### PROBLEM DETAILS
Write out only the tail of the records, beginning at the line containing "Keypoint placement for each instance of the water" and including the last line, exactly as written.

### Coordinate annotation records
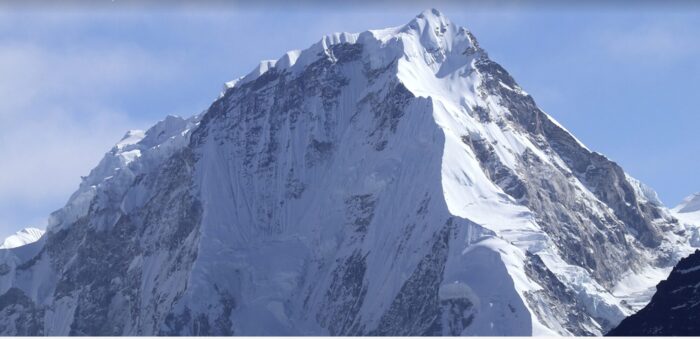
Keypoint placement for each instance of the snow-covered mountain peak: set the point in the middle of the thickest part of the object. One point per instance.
(22, 237)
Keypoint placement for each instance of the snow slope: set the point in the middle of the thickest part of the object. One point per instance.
(688, 213)
(391, 182)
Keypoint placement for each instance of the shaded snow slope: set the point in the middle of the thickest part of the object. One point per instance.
(390, 182)
(675, 308)
(688, 214)
(23, 237)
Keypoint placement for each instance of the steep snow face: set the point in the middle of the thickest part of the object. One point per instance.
(675, 308)
(23, 237)
(688, 214)
(391, 182)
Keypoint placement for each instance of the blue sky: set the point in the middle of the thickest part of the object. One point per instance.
(74, 79)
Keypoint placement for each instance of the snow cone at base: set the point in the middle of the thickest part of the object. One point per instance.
(391, 182)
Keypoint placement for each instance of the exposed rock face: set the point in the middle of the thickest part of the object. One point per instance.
(392, 182)
(675, 308)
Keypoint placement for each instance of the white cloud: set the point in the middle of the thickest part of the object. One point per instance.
(651, 43)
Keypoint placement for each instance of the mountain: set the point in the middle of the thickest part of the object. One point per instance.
(23, 237)
(675, 308)
(395, 181)
(688, 213)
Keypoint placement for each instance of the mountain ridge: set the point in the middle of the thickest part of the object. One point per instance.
(394, 181)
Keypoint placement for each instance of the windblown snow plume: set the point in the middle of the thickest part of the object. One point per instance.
(391, 182)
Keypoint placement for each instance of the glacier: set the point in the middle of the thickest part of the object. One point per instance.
(390, 182)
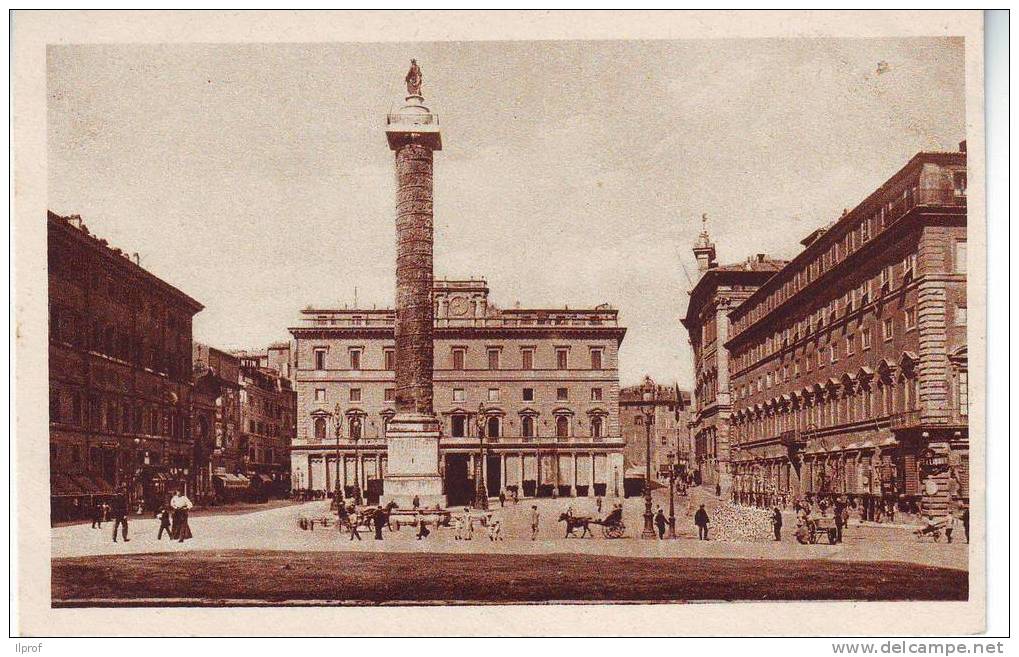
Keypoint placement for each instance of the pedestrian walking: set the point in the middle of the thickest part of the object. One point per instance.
(660, 522)
(701, 519)
(354, 522)
(179, 507)
(118, 509)
(844, 515)
(840, 517)
(422, 530)
(950, 525)
(379, 521)
(494, 529)
(164, 522)
(97, 514)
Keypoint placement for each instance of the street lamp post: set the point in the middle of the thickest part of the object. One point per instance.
(337, 494)
(355, 437)
(133, 471)
(480, 489)
(648, 411)
(672, 493)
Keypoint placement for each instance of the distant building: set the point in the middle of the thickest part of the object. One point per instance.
(120, 374)
(849, 370)
(669, 430)
(719, 288)
(547, 379)
(217, 423)
(268, 412)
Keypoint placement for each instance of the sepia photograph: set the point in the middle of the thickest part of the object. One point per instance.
(530, 321)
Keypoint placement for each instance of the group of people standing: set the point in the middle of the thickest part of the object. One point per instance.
(172, 515)
(173, 518)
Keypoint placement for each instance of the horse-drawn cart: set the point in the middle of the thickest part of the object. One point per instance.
(611, 525)
(811, 530)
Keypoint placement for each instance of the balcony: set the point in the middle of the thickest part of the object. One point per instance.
(793, 439)
(935, 198)
(924, 419)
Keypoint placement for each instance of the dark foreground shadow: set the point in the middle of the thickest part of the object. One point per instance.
(244, 577)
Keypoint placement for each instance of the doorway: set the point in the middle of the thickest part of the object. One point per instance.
(459, 485)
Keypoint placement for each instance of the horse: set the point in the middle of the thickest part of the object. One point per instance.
(575, 523)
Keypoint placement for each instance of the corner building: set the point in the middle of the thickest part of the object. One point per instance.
(119, 375)
(548, 380)
(849, 366)
(719, 288)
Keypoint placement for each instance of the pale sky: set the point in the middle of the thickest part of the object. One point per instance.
(257, 178)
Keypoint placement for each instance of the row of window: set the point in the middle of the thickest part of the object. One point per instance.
(840, 405)
(460, 394)
(822, 357)
(458, 358)
(66, 326)
(853, 239)
(461, 426)
(115, 416)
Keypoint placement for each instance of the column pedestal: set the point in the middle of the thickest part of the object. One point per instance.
(413, 441)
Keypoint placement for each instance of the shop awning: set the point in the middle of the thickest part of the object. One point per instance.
(77, 485)
(93, 485)
(232, 481)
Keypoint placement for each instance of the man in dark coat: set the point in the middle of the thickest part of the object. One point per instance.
(776, 523)
(97, 514)
(840, 517)
(119, 509)
(164, 523)
(701, 519)
(378, 519)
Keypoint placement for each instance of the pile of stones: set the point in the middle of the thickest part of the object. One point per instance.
(741, 524)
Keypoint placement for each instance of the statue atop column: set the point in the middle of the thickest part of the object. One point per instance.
(414, 79)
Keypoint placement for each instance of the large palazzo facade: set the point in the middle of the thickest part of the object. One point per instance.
(544, 381)
(848, 368)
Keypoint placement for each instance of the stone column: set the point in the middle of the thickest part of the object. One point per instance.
(413, 438)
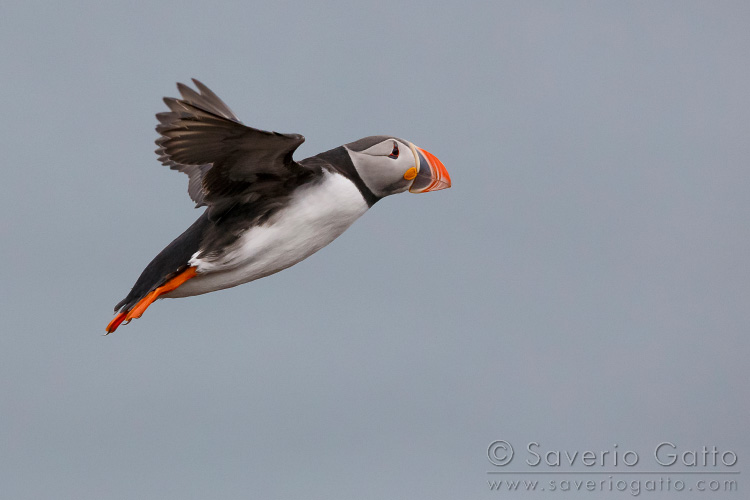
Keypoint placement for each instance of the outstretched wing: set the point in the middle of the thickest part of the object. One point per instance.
(227, 162)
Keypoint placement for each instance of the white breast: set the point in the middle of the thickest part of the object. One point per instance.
(315, 217)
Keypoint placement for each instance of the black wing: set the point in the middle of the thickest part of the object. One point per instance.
(227, 162)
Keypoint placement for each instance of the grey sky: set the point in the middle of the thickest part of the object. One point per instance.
(585, 282)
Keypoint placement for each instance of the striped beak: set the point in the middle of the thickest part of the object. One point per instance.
(431, 173)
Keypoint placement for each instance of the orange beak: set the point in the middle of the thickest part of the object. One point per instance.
(432, 175)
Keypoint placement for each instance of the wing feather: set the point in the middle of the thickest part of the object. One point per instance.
(223, 158)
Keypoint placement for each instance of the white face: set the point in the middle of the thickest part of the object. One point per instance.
(388, 167)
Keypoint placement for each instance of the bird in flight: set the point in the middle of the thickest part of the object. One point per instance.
(265, 211)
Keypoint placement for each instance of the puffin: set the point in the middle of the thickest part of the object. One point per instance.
(264, 211)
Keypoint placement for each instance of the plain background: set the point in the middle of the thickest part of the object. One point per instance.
(584, 284)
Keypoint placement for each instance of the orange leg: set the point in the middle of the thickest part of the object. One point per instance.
(146, 301)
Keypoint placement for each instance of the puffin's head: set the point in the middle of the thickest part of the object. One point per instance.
(389, 165)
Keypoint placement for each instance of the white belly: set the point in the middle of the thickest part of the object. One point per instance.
(315, 217)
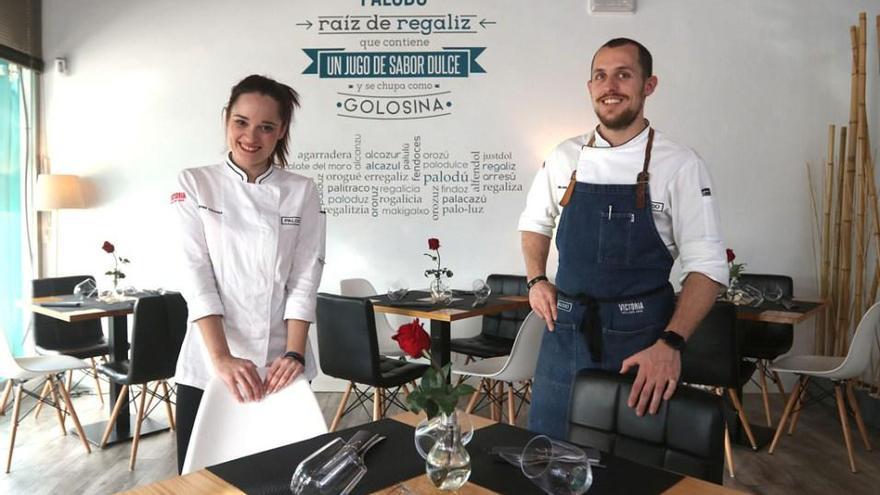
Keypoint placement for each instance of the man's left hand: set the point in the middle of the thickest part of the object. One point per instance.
(281, 373)
(659, 369)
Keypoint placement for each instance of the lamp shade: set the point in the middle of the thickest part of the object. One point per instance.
(55, 192)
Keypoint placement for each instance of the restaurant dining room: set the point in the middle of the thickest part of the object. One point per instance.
(422, 247)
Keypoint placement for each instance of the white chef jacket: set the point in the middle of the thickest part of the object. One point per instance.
(682, 198)
(252, 253)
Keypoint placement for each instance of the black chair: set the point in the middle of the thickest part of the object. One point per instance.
(81, 339)
(764, 342)
(499, 330)
(713, 358)
(686, 435)
(160, 324)
(348, 349)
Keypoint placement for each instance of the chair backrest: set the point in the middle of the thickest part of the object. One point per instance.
(361, 287)
(347, 344)
(225, 429)
(686, 435)
(712, 355)
(523, 356)
(160, 324)
(506, 324)
(761, 339)
(865, 339)
(51, 333)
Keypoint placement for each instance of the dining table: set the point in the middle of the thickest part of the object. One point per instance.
(417, 304)
(116, 313)
(394, 467)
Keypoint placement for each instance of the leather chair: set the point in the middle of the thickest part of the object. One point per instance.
(348, 349)
(160, 324)
(499, 330)
(81, 339)
(713, 358)
(764, 342)
(686, 435)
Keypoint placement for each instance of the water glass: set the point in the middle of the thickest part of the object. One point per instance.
(481, 291)
(556, 467)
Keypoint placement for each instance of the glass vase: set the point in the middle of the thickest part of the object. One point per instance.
(448, 464)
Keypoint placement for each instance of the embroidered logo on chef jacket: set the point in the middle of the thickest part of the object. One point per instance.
(631, 308)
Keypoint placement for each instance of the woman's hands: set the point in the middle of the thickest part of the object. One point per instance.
(282, 372)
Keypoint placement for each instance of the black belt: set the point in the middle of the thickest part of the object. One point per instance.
(591, 323)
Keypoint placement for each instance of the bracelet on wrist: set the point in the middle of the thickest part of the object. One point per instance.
(296, 356)
(531, 283)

### SOLUTION TO THIS PROBLEM
Keypoint placement for each instance of the water glass: set the point in the middle of the thickest part of the object. One point per instance.
(481, 291)
(556, 467)
Keypoint placement for each instance of the glass vase: set the point in the middle of the thickest part of the object. One point per instance.
(448, 464)
Keypoint placement for each instance of the embroidered logo on chef jacket: set the point in the middle of the thickest part of the object. One point per instance.
(631, 308)
Keypoint placement for each instance of the woman's hands: set the point in the middle of the thickest part of the object. One point per instance.
(282, 372)
Keypoint placement for each instance of the black belt: set the point in the middle of the thickest part of the object. One point per instance.
(591, 323)
Keypoint placement for each instance of the bracelet on wrist: set the point in the middle of the thickest part of the object. One point per instance.
(296, 356)
(531, 283)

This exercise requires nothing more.